START Passage

Kenya: Govt Plans to Reverse Privatisation of Tea Authority
July 21, 2008
19 July 2008
Posted to the web 21 July 2008
Cedric Lumiti
Nairobi
The Kenyan government plans to reclaim ownership of the cash-strapped Kenya Tea Development Authority (KTDA) a few years after its privatisation.
The move is aimed at boosting production and halting the mass exodus of farmers from the crop that has seen the tea sector face its worst times in years.
Agriculture Minister William Ruto has said plans for the takeover are in advanced stages adding that the Government would not watch as the multi-billion shilling sector stares at collapse.
Ruto said that the move to change the Authority back to a parastatal body was to enhance product marketing and enable government to protect tea farmers from exploitation.
The minister, while on a tour of former tea plantation farms that have now been changed to maize plantations, said it was disheartening that the Government’s privatisation programme was becoming counter-productive as businessmen and brokers exploit the public.
Tea has in the past been among the major foreign exchange earners of Kenya and the sector’s collapse could have serious repercussions for an economy struggling to recover from post-election violence.
He said that as part of the plan to restructure the Authority, the number of directors will be reduced. He also called on farmers to change their managerial election methods so they elected two or three directors instead of nine per factory, and to elect those who were in touch with modern farming technology.
Ruto also called for regulation of the KTDA rules by omitting some clauses, which gave the directors more powers where finances were being used without the farmers’ knowledge, saying this would give farmers more say.
The minister said that the five agricultural sectors were planning to create an Agricultural Development Fund to cater for farmers needs naming research, irrigation and modern methods of farming like artificial insemination.
The Government had decided to work on value addition of products especially on tea and coffee to improve on their marketing abroad to ensure farmers get enough profits.
The minister said that plans for the Agricultural Finance Co-operation (AFC) had been prepared to increase loans, which will be disbursed through co-operatives and Saccos.
He took issues with the agricultural extension officers who he says must be results oriented and the Government would ensure that they checked their performance in terms of how many farmers they had helped within their jurisdictions.
The minister cautioned farmers not to uproot their plants and urged them to be patient as the government was addressing the problems facing the sectors.

END Passage

_Things to do_
• a. Which farmer needs does the tea authority article name for the planned Agricultural Development Fund?
• b. In the tea authority article, how many directors per factory did Ruto urge farmers to elect instead of nine?
• c. Return the part of the tea authority article between "The Government had" and "within their jurisdictions.", inclusive.
The saved entries have no connection to the tea authority article.

START Recorded data

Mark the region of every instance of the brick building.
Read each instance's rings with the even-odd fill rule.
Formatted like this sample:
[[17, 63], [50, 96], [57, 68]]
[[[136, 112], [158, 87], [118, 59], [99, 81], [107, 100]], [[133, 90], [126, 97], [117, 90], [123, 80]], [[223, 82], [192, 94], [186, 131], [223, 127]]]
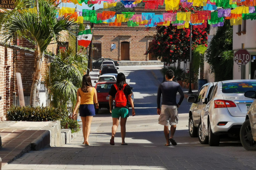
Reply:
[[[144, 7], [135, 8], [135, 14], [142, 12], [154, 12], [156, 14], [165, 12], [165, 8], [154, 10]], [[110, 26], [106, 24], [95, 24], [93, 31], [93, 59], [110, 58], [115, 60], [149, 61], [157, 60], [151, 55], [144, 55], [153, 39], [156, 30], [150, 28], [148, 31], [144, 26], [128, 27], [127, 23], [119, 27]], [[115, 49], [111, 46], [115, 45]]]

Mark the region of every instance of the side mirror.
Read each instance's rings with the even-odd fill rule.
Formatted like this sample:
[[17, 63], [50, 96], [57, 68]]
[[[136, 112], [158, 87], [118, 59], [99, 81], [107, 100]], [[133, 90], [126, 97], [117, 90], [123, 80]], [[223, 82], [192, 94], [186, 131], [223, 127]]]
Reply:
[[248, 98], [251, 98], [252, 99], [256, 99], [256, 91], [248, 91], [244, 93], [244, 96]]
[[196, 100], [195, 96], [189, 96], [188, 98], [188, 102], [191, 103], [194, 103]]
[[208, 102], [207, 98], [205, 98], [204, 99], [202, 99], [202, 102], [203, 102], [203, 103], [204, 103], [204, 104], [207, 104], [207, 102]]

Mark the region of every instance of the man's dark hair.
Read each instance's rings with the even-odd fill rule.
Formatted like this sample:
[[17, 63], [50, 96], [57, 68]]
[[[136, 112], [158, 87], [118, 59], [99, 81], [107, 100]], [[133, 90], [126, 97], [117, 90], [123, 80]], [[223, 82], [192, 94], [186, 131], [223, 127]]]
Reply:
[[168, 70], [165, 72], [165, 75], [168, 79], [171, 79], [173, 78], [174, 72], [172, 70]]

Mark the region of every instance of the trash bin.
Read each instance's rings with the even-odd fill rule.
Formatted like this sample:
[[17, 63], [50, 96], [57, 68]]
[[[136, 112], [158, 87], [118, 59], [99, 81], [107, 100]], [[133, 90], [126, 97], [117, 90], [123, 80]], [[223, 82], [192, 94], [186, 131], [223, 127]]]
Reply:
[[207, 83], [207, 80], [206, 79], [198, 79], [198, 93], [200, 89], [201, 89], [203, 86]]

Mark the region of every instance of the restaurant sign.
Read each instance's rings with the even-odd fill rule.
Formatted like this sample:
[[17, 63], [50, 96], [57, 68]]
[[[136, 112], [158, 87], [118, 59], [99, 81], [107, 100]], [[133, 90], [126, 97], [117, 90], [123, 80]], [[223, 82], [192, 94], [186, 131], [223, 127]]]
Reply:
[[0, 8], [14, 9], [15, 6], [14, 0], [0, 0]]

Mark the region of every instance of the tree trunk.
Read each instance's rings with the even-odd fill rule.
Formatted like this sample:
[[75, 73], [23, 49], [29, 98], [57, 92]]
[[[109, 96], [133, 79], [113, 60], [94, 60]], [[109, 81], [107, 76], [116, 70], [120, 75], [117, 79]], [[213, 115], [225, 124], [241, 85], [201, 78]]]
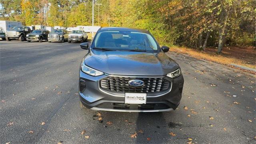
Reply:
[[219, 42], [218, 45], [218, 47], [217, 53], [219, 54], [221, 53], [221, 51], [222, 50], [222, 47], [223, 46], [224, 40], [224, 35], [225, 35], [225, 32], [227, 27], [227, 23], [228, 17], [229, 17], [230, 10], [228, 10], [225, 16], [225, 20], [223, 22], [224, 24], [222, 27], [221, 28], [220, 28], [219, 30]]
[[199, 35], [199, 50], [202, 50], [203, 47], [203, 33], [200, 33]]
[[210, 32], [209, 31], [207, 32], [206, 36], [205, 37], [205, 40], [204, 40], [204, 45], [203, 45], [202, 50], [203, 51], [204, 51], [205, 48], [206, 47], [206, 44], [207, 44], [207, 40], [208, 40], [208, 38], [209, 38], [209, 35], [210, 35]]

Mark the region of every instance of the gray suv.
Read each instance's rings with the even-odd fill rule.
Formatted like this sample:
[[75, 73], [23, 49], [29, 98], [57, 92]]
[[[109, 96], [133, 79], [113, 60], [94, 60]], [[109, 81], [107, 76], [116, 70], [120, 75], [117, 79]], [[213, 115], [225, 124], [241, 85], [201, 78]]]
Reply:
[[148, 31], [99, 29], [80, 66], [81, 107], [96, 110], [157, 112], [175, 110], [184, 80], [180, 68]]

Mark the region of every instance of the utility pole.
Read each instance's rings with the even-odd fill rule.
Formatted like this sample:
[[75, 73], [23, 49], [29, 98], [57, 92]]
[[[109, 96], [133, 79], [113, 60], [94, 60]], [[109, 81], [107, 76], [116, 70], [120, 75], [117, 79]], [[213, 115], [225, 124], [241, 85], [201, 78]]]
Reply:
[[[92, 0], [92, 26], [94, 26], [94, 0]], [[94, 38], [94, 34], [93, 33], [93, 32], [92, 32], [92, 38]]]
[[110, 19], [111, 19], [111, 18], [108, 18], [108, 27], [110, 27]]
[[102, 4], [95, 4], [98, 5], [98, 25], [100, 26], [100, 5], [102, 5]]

END Recorded data

_Answer list_
• a. Research, irrigation, and modern methods of farming like artificial insemination.

• b. Two or three.

• c.
The Government had decided to work on value addition of products especially on tea and coffee to improve on their marketing abroad to ensure farmers get enough profits.
The minister said that plans for the Agricultural Finance Co-operation (AFC) had been prepared to increase loans, which will be disbursed through co-operatives and Saccos.
He took issues with the agricultural extension officers who he says must be results oriented and the Government would ensure that they checked their performance in terms of how many farmers they had helped within their jurisdictions.